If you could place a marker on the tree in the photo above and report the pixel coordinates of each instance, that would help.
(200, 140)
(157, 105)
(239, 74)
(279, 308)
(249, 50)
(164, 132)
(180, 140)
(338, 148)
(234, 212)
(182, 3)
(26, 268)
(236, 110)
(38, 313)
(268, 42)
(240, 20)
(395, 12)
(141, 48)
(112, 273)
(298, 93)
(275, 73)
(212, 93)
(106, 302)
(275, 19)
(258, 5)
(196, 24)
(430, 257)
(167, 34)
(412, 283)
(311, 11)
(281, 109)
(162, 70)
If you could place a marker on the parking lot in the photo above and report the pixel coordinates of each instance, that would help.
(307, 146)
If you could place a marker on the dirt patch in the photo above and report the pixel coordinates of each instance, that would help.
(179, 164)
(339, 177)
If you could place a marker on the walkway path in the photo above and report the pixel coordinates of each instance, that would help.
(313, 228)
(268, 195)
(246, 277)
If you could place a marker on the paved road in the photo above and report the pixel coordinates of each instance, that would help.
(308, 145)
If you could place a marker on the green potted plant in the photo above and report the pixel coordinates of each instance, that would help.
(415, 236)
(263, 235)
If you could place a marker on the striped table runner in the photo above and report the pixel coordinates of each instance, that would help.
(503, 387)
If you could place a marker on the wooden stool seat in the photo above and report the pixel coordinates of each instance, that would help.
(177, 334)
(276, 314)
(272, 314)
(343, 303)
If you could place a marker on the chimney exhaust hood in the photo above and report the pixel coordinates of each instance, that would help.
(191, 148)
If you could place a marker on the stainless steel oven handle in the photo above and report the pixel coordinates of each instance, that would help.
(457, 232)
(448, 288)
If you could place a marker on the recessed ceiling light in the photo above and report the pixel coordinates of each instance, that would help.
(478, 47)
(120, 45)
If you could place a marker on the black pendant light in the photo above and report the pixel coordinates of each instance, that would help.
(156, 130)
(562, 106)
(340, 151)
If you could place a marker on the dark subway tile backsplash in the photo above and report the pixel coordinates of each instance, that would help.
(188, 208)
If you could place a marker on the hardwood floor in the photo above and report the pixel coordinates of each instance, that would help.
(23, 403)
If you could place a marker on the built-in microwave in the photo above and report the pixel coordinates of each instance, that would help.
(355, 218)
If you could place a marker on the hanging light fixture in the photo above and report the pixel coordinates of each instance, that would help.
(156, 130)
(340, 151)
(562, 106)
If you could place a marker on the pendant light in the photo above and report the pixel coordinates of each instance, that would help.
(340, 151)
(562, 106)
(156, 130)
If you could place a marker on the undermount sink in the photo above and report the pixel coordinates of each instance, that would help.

──────

## 問題
上の行をすべて、空行を除き、1行を1つの文字列とするJSONの配列に変換してください。

## 解答
[
  "If you could place a marker on the tree in the photo above and report the pixel coordinates of each instance, that would help.",
  "(200, 140)",
  "(157, 105)",
  "(239, 74)",
  "(279, 308)",
  "(249, 50)",
  "(164, 132)",
  "(180, 140)",
  "(338, 148)",
  "(234, 212)",
  "(182, 3)",
  "(26, 268)",
  "(236, 110)",
  "(38, 313)",
  "(268, 42)",
  "(240, 20)",
  "(395, 12)",
  "(141, 48)",
  "(112, 273)",
  "(298, 93)",
  "(275, 73)",
  "(212, 93)",
  "(106, 302)",
  "(275, 19)",
  "(258, 5)",
  "(196, 24)",
  "(430, 257)",
  "(167, 34)",
  "(412, 283)",
  "(311, 11)",
  "(281, 109)",
  "(162, 70)",
  "If you could place a marker on the parking lot in the photo above and report the pixel coordinates of each instance, that would help.",
  "(307, 146)",
  "If you could place a marker on the dirt patch in the photo above and report the pixel coordinates of each instance, that would help.",
  "(179, 164)",
  "(339, 177)",
  "If you could place a marker on the walkway path in the photo above and report the pixel coordinates of each instance, that would help.",
  "(313, 228)",
  "(268, 195)",
  "(246, 277)",
  "If you could place a marker on the paved road in the photo above and report the pixel coordinates of each instance, that would help.",
  "(308, 145)",
  "If you could place a marker on the green potted plant in the photo above and report the pixel coordinates of each instance, that would help.",
  "(415, 236)",
  "(263, 235)",
  "If you could place a marker on the striped table runner in the photo above and report the pixel coordinates of each instance, that would help.",
  "(503, 387)",
  "If you could place a marker on the wooden stool seat in the photo above and report the pixel coordinates of each instance, that would help.",
  "(177, 334)",
  "(276, 314)",
  "(272, 314)",
  "(343, 303)",
  "If you could place a marker on the chimney exhaust hood in the photo above and report the pixel coordinates of each instance, that would help.",
  "(191, 148)",
  "If you could place a marker on the stainless steel oven handle in the photo above and report the pixel coordinates of each instance, that would help.",
  "(457, 232)",
  "(448, 288)",
  "If you could place a marker on the recessed ceiling light in the photo above and report the pixel coordinates of each instance, that would help.",
  "(478, 47)",
  "(120, 45)",
  "If you could place a marker on the black pendant light in the photo above and report the pixel coordinates of each instance, that would help.",
  "(156, 130)",
  "(562, 106)",
  "(340, 151)",
  "If you could place a marker on the dark subway tile backsplash in the photo above and report the pixel coordinates of each instance, that would help.",
  "(188, 208)",
  "If you could place a marker on the hardwood floor in the photo above and report the pixel coordinates of each instance, that would help.",
  "(23, 403)",
  "If you could place a marker on the built-in microwave in the photo above and report the pixel coordinates of each instance, that would help.",
  "(355, 218)",
  "If you could place a marker on the hanging light fixture in the photo above and report the pixel coordinates of each instance, that would help.",
  "(156, 130)",
  "(340, 151)",
  "(562, 106)",
  "If you could place a marker on the pendant light in the photo above and report the pixel coordinates of each instance, that would help.",
  "(340, 151)",
  "(562, 106)",
  "(156, 130)",
  "If you could place a marker on the undermount sink in the photo above and report the pixel coordinates of each instance, that would help."
]